*** INPUT RECORDS ***

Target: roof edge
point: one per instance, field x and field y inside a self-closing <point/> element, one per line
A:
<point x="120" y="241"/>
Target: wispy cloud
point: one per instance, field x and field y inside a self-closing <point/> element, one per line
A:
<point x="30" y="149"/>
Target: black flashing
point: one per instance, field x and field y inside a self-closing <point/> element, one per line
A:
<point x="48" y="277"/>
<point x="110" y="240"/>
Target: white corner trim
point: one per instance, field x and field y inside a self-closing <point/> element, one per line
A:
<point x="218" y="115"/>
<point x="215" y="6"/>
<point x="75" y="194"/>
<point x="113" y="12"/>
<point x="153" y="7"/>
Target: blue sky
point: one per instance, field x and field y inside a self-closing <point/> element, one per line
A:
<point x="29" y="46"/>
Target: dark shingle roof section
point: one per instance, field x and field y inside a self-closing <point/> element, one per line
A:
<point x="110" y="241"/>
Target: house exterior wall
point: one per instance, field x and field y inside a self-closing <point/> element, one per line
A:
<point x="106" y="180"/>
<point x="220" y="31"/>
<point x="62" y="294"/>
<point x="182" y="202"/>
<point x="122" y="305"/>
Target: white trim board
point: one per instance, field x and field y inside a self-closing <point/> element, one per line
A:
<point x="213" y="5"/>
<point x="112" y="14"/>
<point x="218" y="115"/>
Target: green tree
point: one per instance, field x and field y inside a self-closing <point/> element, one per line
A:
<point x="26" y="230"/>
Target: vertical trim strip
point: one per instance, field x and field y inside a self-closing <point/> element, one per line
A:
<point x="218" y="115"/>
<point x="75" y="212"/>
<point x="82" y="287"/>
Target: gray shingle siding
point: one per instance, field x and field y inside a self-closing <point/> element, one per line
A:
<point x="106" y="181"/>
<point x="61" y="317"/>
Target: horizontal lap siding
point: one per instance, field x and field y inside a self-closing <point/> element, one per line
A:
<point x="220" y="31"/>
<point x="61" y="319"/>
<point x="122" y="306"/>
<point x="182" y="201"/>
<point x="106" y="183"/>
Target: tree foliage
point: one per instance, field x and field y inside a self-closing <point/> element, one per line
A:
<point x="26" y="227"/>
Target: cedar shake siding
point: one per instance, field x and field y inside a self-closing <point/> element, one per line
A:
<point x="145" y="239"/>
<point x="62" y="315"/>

***

WHAT THE TASK ASKS :: Everything in the listing needs to appear again exactly.

YOUR RESPONSE ::
Target: roof edge
point: one per instance, field x and field y inside a self-closing <point/> element, one per line
A:
<point x="120" y="241"/>
Target: wispy cloud
point: one per instance, field x and field y inside a self-closing <point/> element, one per line
A:
<point x="30" y="149"/>
Target: black flashing
point: one per instance, field x and field y inside a self-closing <point/> element, one per line
A:
<point x="48" y="277"/>
<point x="110" y="240"/>
Target: white corner trim
point: one per instance, field x and field y inside a self-closing <point/> element, one per line
A:
<point x="218" y="115"/>
<point x="215" y="6"/>
<point x="75" y="194"/>
<point x="113" y="12"/>
<point x="153" y="7"/>
Target: blue sky
point: one per instance, field x and field y inside a self-closing <point/> element, one per line
A:
<point x="29" y="46"/>
Target: dark shingle roof section
point: one per instance, field x and field y inside a self-closing <point/> element, one per line
A:
<point x="110" y="241"/>
Target: house exterior wall
point: one per instance, field x and field y inside a self-closing <point/> element, one per line
A:
<point x="106" y="180"/>
<point x="220" y="31"/>
<point x="62" y="294"/>
<point x="182" y="202"/>
<point x="122" y="305"/>
Target: white trim board
point: one per instance, field x and field y inside a self-closing <point/> element, one per line
A:
<point x="213" y="5"/>
<point x="112" y="14"/>
<point x="218" y="115"/>
Target: green tree
point: one per instance, field x and field y inside a self-closing <point/> element, one per line
A:
<point x="26" y="230"/>
Target: vertical trim strip
point: one per instance, field x and field y inside a self-closing <point/> element, one per line
A:
<point x="218" y="115"/>
<point x="75" y="212"/>
<point x="82" y="287"/>
Target: gray shingle siding
point: one per instance, field x and field y inside a self-closing <point/> element, one per line
A:
<point x="106" y="181"/>
<point x="61" y="317"/>
Target: horizontal lap siding
point: one per instance, field x and field y inside a self-closing <point/> element, one per line
A:
<point x="220" y="31"/>
<point x="61" y="319"/>
<point x="122" y="306"/>
<point x="182" y="201"/>
<point x="106" y="183"/>
Target: tree foliage
point: one per instance, field x and field y inside a self-closing <point/> element, one per line
A:
<point x="26" y="227"/>
Target: cedar shake siding
point: one per instance, field x and field y inside a self-closing <point/> element, one per line
A:
<point x="145" y="239"/>
<point x="62" y="315"/>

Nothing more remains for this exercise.